::: Data excerpts :::

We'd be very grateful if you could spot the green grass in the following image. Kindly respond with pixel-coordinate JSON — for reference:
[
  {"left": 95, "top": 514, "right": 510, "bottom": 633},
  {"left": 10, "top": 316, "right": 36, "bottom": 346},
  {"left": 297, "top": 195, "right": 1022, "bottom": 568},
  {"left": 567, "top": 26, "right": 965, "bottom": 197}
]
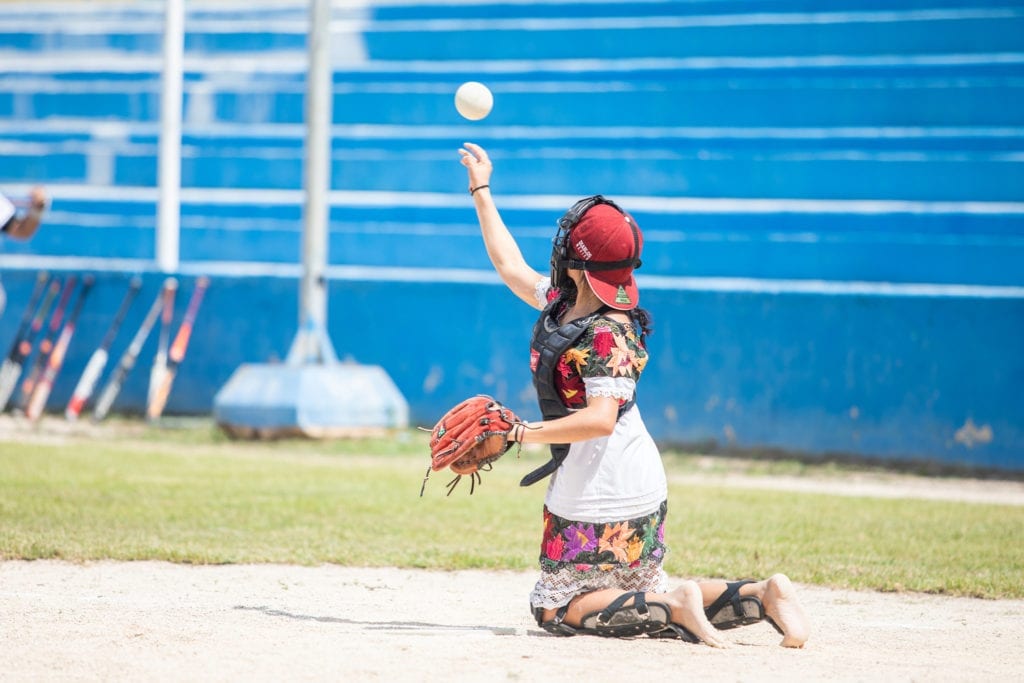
[{"left": 0, "top": 425, "right": 1024, "bottom": 598}]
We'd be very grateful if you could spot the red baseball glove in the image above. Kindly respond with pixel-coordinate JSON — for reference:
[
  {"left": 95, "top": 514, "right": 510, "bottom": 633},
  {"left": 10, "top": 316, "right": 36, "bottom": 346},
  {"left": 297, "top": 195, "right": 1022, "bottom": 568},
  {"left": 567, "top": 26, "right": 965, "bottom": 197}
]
[{"left": 420, "top": 394, "right": 523, "bottom": 496}]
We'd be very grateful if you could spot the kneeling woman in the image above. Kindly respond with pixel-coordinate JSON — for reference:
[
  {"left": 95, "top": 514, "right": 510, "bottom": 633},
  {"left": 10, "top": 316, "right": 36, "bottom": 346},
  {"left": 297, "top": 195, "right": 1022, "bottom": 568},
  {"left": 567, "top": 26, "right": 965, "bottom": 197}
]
[{"left": 460, "top": 142, "right": 808, "bottom": 647}]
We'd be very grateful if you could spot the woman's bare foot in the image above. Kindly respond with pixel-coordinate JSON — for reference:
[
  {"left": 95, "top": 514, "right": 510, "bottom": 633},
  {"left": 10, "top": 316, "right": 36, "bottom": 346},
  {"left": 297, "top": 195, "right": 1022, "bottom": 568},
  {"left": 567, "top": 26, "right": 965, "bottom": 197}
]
[
  {"left": 667, "top": 581, "right": 731, "bottom": 648},
  {"left": 761, "top": 573, "right": 810, "bottom": 647}
]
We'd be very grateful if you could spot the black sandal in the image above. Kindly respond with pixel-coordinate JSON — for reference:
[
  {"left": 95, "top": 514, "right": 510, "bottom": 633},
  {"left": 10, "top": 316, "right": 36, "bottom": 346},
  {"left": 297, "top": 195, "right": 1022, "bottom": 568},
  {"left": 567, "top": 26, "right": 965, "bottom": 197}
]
[{"left": 705, "top": 581, "right": 765, "bottom": 631}]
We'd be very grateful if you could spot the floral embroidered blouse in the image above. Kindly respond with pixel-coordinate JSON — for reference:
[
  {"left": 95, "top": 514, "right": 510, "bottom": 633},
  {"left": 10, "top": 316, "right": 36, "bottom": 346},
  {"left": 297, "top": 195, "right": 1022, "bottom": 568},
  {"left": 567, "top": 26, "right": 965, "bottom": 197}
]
[{"left": 537, "top": 281, "right": 668, "bottom": 523}]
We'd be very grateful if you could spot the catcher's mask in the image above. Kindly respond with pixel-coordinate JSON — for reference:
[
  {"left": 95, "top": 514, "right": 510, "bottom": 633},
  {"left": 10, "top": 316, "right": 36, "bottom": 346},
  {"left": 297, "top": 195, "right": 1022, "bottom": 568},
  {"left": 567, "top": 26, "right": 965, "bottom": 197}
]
[{"left": 551, "top": 195, "right": 643, "bottom": 310}]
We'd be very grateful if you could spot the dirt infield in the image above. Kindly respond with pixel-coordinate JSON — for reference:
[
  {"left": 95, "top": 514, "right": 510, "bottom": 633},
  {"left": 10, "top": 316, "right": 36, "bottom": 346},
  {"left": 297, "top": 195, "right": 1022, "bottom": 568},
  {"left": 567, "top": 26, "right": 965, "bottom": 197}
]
[{"left": 0, "top": 561, "right": 1024, "bottom": 683}]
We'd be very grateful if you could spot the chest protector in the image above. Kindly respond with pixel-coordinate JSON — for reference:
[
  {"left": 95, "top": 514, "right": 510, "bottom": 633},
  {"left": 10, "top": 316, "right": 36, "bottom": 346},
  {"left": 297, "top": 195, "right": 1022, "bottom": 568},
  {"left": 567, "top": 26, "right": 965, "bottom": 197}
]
[{"left": 519, "top": 299, "right": 636, "bottom": 486}]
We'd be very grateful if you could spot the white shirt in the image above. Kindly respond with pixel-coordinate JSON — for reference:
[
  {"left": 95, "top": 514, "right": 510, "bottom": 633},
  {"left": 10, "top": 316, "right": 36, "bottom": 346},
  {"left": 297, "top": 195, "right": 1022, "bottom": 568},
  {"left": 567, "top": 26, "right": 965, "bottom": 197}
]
[{"left": 537, "top": 283, "right": 669, "bottom": 523}]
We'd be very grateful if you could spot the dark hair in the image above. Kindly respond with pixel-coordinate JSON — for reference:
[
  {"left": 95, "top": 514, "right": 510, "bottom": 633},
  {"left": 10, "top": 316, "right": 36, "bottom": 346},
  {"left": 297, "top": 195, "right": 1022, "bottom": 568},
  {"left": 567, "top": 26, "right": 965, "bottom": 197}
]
[{"left": 555, "top": 279, "right": 654, "bottom": 342}]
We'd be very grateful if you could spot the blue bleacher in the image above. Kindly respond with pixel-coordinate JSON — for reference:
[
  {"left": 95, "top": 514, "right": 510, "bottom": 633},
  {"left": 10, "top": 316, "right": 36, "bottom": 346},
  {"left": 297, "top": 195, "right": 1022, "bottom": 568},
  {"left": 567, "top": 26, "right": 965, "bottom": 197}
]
[{"left": 0, "top": 0, "right": 1024, "bottom": 466}]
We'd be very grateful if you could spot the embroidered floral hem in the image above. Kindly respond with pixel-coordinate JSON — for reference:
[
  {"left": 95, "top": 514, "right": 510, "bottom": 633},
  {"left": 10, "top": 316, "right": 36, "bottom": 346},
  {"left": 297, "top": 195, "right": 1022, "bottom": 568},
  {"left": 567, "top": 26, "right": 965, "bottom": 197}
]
[{"left": 529, "top": 502, "right": 668, "bottom": 609}]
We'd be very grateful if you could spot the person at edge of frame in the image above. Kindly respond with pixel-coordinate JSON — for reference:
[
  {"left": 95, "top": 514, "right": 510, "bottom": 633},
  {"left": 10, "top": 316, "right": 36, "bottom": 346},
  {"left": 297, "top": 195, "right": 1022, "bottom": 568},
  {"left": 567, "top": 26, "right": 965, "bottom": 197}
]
[
  {"left": 0, "top": 186, "right": 49, "bottom": 314},
  {"left": 459, "top": 142, "right": 810, "bottom": 647}
]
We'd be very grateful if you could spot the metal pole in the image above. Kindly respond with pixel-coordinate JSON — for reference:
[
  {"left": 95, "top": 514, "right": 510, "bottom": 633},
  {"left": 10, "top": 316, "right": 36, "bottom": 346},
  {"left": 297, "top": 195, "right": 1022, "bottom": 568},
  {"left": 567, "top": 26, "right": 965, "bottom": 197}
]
[
  {"left": 289, "top": 0, "right": 335, "bottom": 362},
  {"left": 157, "top": 0, "right": 184, "bottom": 272}
]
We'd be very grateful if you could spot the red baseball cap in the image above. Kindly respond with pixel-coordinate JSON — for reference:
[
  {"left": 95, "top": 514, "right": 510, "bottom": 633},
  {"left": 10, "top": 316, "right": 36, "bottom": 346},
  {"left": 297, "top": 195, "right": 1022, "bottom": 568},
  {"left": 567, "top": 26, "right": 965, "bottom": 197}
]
[{"left": 569, "top": 204, "right": 643, "bottom": 310}]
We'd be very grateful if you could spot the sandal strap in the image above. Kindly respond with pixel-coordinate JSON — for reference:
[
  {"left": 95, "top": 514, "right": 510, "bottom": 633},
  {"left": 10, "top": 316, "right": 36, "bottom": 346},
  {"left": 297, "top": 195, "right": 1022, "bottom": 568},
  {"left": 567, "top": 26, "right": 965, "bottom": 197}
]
[{"left": 705, "top": 579, "right": 755, "bottom": 620}]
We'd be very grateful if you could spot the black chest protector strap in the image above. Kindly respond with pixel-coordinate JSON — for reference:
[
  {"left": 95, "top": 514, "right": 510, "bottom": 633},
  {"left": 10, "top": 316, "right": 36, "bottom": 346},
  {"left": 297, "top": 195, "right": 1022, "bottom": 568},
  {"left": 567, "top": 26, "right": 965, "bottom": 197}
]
[{"left": 519, "top": 301, "right": 636, "bottom": 486}]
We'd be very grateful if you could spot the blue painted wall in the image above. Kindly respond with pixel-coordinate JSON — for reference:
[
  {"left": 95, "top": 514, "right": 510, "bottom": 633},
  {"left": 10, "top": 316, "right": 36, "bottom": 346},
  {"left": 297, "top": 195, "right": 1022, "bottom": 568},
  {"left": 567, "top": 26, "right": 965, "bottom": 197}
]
[{"left": 0, "top": 0, "right": 1024, "bottom": 470}]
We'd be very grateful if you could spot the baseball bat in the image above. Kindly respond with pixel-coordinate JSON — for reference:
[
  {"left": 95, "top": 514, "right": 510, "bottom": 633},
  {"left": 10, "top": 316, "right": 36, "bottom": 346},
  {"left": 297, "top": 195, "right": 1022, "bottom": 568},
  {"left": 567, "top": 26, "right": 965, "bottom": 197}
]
[
  {"left": 65, "top": 278, "right": 142, "bottom": 420},
  {"left": 0, "top": 270, "right": 50, "bottom": 357},
  {"left": 14, "top": 275, "right": 78, "bottom": 413},
  {"left": 25, "top": 275, "right": 95, "bottom": 422},
  {"left": 145, "top": 278, "right": 210, "bottom": 420},
  {"left": 0, "top": 278, "right": 60, "bottom": 411},
  {"left": 145, "top": 281, "right": 178, "bottom": 412},
  {"left": 92, "top": 278, "right": 178, "bottom": 422}
]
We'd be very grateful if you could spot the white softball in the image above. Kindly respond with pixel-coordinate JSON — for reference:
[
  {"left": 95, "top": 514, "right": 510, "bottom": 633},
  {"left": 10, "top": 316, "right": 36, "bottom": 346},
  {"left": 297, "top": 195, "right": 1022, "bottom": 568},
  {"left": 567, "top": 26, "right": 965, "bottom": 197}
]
[{"left": 455, "top": 81, "right": 495, "bottom": 121}]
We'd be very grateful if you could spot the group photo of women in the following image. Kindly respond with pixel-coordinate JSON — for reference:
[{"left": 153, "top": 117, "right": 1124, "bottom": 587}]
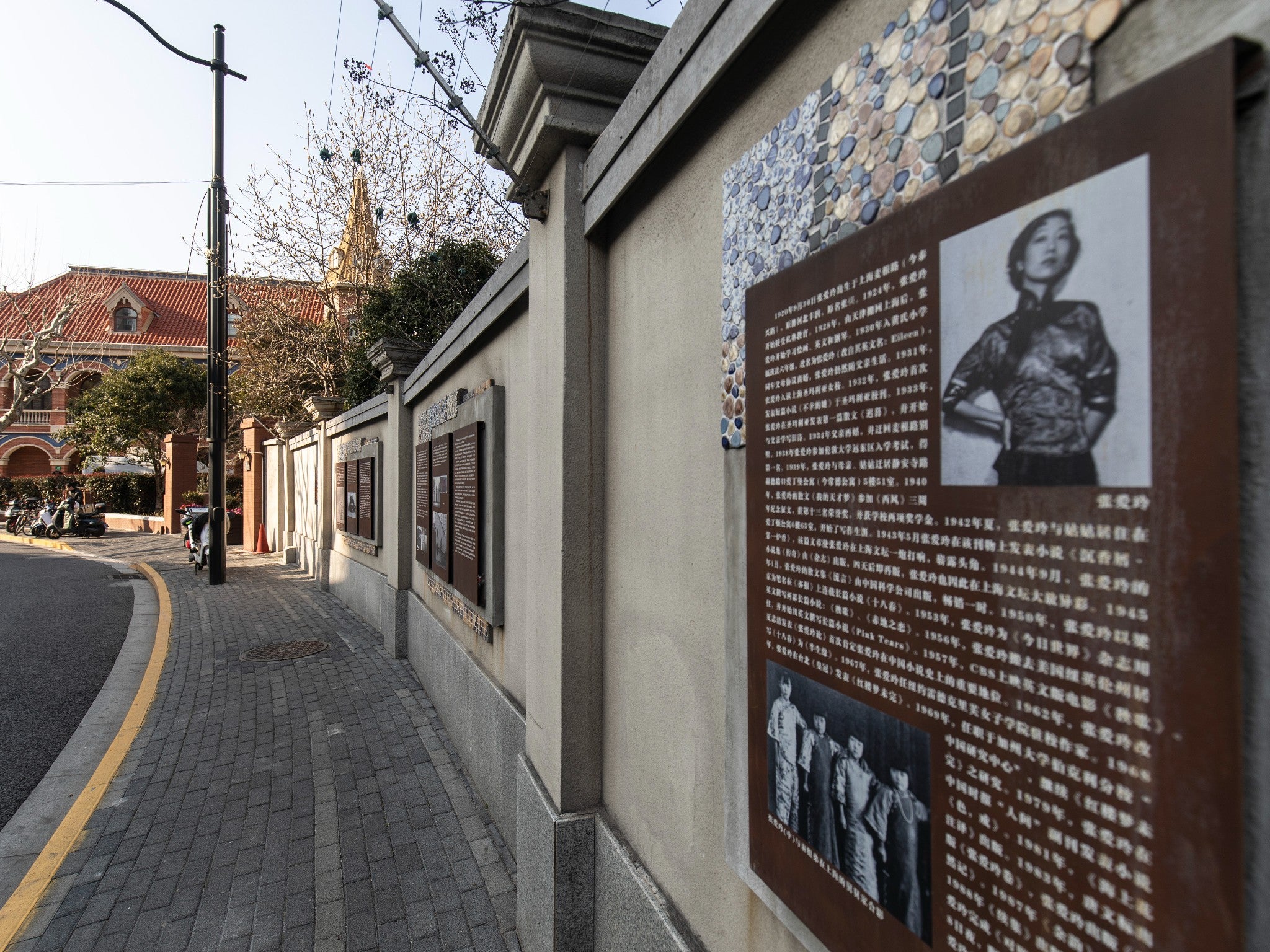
[{"left": 767, "top": 661, "right": 931, "bottom": 943}]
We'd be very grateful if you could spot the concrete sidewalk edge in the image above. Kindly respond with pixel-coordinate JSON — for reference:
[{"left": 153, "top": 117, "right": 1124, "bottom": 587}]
[{"left": 0, "top": 558, "right": 160, "bottom": 948}]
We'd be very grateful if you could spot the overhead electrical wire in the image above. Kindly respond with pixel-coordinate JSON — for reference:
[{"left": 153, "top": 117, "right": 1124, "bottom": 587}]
[
  {"left": 326, "top": 0, "right": 344, "bottom": 130},
  {"left": 0, "top": 179, "right": 207, "bottom": 187}
]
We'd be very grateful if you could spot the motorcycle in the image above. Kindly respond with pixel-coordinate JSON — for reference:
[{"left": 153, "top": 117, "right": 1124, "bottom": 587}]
[
  {"left": 30, "top": 499, "right": 56, "bottom": 538},
  {"left": 180, "top": 505, "right": 230, "bottom": 573},
  {"left": 41, "top": 499, "right": 108, "bottom": 539},
  {"left": 4, "top": 496, "right": 39, "bottom": 536}
]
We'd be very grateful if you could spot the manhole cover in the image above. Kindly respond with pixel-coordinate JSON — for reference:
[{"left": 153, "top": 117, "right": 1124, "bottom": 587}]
[{"left": 240, "top": 641, "right": 330, "bottom": 661}]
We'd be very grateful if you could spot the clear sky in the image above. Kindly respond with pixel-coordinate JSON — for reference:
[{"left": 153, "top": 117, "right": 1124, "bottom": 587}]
[{"left": 0, "top": 0, "right": 681, "bottom": 288}]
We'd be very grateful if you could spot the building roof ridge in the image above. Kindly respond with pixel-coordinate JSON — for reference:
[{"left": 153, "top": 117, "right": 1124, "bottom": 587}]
[{"left": 66, "top": 264, "right": 207, "bottom": 281}]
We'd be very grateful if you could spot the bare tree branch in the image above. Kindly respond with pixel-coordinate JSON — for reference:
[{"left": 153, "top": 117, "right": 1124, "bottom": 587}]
[{"left": 0, "top": 288, "right": 79, "bottom": 433}]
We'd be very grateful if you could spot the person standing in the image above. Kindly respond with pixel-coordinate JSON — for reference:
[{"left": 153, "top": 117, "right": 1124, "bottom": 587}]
[
  {"left": 833, "top": 735, "right": 879, "bottom": 901},
  {"left": 943, "top": 209, "right": 1119, "bottom": 486},
  {"left": 62, "top": 483, "right": 84, "bottom": 532},
  {"left": 799, "top": 715, "right": 842, "bottom": 866},
  {"left": 865, "top": 768, "right": 931, "bottom": 935},
  {"left": 767, "top": 674, "right": 806, "bottom": 826}
]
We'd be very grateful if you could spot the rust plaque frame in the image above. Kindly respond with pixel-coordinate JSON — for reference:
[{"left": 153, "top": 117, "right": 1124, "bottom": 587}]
[
  {"left": 335, "top": 462, "right": 348, "bottom": 529},
  {"left": 432, "top": 433, "right": 453, "bottom": 583},
  {"left": 414, "top": 441, "right": 432, "bottom": 569},
  {"left": 744, "top": 42, "right": 1243, "bottom": 952},
  {"left": 451, "top": 420, "right": 484, "bottom": 606},
  {"left": 349, "top": 457, "right": 375, "bottom": 539}
]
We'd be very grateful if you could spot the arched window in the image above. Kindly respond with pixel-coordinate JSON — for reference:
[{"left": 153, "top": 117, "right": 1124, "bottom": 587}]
[{"left": 114, "top": 306, "right": 137, "bottom": 334}]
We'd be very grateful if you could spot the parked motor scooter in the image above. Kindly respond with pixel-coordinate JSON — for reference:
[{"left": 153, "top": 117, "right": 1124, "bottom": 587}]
[
  {"left": 180, "top": 505, "right": 230, "bottom": 573},
  {"left": 4, "top": 496, "right": 39, "bottom": 536},
  {"left": 4, "top": 499, "right": 23, "bottom": 533},
  {"left": 47, "top": 499, "right": 108, "bottom": 538},
  {"left": 30, "top": 499, "right": 56, "bottom": 538}
]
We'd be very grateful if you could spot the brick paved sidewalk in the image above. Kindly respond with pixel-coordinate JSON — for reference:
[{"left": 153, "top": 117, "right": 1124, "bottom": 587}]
[{"left": 12, "top": 534, "right": 520, "bottom": 952}]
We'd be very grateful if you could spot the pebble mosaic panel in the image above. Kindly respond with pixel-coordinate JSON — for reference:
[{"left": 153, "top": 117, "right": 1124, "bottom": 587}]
[
  {"left": 428, "top": 573, "right": 494, "bottom": 643},
  {"left": 719, "top": 0, "right": 1133, "bottom": 449},
  {"left": 417, "top": 390, "right": 462, "bottom": 443}
]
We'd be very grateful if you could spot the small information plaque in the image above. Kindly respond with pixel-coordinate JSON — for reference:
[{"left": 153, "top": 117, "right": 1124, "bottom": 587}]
[
  {"left": 414, "top": 442, "right": 432, "bottom": 569},
  {"left": 349, "top": 458, "right": 375, "bottom": 538},
  {"left": 335, "top": 462, "right": 348, "bottom": 532},
  {"left": 430, "top": 433, "right": 452, "bottom": 581},
  {"left": 453, "top": 421, "right": 481, "bottom": 606}
]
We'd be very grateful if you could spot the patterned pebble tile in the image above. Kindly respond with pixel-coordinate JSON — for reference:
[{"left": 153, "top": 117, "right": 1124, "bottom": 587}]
[{"left": 719, "top": 0, "right": 1133, "bottom": 448}]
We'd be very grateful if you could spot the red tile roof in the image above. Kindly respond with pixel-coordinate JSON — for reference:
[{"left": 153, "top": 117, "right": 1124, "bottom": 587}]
[{"left": 0, "top": 264, "right": 322, "bottom": 346}]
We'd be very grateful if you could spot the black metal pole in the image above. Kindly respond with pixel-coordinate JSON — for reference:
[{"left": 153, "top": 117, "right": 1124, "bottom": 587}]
[{"left": 207, "top": 23, "right": 229, "bottom": 585}]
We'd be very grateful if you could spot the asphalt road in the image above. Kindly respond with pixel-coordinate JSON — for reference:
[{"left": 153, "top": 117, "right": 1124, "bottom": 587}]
[{"left": 0, "top": 545, "right": 132, "bottom": 826}]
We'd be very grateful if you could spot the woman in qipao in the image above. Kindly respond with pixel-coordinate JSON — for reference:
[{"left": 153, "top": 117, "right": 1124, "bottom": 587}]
[{"left": 943, "top": 209, "right": 1117, "bottom": 486}]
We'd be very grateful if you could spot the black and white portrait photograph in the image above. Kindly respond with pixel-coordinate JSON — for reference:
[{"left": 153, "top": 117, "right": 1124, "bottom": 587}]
[
  {"left": 432, "top": 513, "right": 450, "bottom": 569},
  {"left": 940, "top": 156, "right": 1150, "bottom": 487},
  {"left": 767, "top": 661, "right": 931, "bottom": 945}
]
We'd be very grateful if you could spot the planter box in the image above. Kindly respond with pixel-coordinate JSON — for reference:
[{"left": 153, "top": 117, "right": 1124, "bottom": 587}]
[{"left": 102, "top": 513, "right": 167, "bottom": 532}]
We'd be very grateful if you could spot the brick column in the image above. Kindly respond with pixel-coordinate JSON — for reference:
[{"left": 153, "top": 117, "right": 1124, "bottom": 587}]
[
  {"left": 48, "top": 383, "right": 70, "bottom": 426},
  {"left": 241, "top": 416, "right": 273, "bottom": 552},
  {"left": 162, "top": 433, "right": 198, "bottom": 533}
]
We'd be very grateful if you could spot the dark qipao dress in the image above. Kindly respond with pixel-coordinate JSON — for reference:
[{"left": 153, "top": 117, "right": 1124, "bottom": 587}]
[
  {"left": 799, "top": 731, "right": 842, "bottom": 866},
  {"left": 865, "top": 785, "right": 931, "bottom": 935},
  {"left": 943, "top": 291, "right": 1117, "bottom": 486}
]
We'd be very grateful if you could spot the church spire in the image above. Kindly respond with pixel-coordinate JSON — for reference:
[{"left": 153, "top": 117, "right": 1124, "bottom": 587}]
[{"left": 322, "top": 169, "right": 389, "bottom": 288}]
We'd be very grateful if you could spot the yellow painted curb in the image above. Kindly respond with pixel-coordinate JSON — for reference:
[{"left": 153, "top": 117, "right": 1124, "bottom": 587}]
[
  {"left": 0, "top": 540, "right": 75, "bottom": 556},
  {"left": 0, "top": 563, "right": 171, "bottom": 952}
]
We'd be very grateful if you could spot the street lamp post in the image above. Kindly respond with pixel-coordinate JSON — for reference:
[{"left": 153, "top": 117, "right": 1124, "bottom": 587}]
[
  {"left": 105, "top": 0, "right": 246, "bottom": 585},
  {"left": 207, "top": 23, "right": 230, "bottom": 585}
]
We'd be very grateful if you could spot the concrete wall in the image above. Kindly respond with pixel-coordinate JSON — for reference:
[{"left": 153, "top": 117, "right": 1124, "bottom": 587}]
[
  {"left": 594, "top": 0, "right": 894, "bottom": 950},
  {"left": 411, "top": 310, "right": 525, "bottom": 706},
  {"left": 407, "top": 593, "right": 525, "bottom": 852},
  {"left": 288, "top": 435, "right": 320, "bottom": 576},
  {"left": 330, "top": 542, "right": 388, "bottom": 631}
]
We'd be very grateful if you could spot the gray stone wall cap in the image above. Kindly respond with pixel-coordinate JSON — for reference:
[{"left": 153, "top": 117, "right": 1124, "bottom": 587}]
[
  {"left": 583, "top": 0, "right": 779, "bottom": 234},
  {"left": 326, "top": 394, "right": 391, "bottom": 437},
  {"left": 474, "top": 2, "right": 665, "bottom": 194},
  {"left": 366, "top": 338, "right": 428, "bottom": 382},
  {"left": 401, "top": 236, "right": 530, "bottom": 406},
  {"left": 305, "top": 396, "right": 344, "bottom": 423}
]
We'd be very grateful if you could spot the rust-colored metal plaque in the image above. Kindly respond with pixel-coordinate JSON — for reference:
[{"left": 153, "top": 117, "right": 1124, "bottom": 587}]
[
  {"left": 414, "top": 442, "right": 432, "bottom": 569},
  {"left": 740, "top": 43, "right": 1243, "bottom": 952},
  {"left": 335, "top": 462, "right": 345, "bottom": 531},
  {"left": 432, "top": 433, "right": 453, "bottom": 581},
  {"left": 453, "top": 421, "right": 481, "bottom": 606},
  {"left": 349, "top": 457, "right": 375, "bottom": 538}
]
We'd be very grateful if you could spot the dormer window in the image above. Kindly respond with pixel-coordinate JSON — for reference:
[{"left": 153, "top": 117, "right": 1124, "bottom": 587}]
[{"left": 114, "top": 306, "right": 137, "bottom": 334}]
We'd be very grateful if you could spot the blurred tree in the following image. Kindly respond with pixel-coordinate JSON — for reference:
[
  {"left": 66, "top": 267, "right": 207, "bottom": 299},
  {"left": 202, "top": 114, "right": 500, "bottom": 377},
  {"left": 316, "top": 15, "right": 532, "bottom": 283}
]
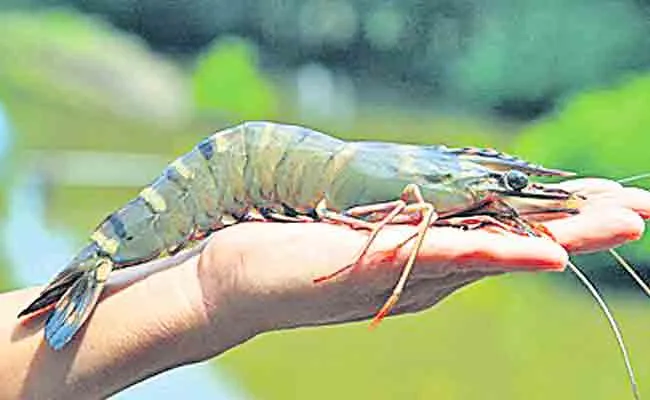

:::

How many lines of the items above contain the string "edge"? Reply with the number only.

Response below >> 2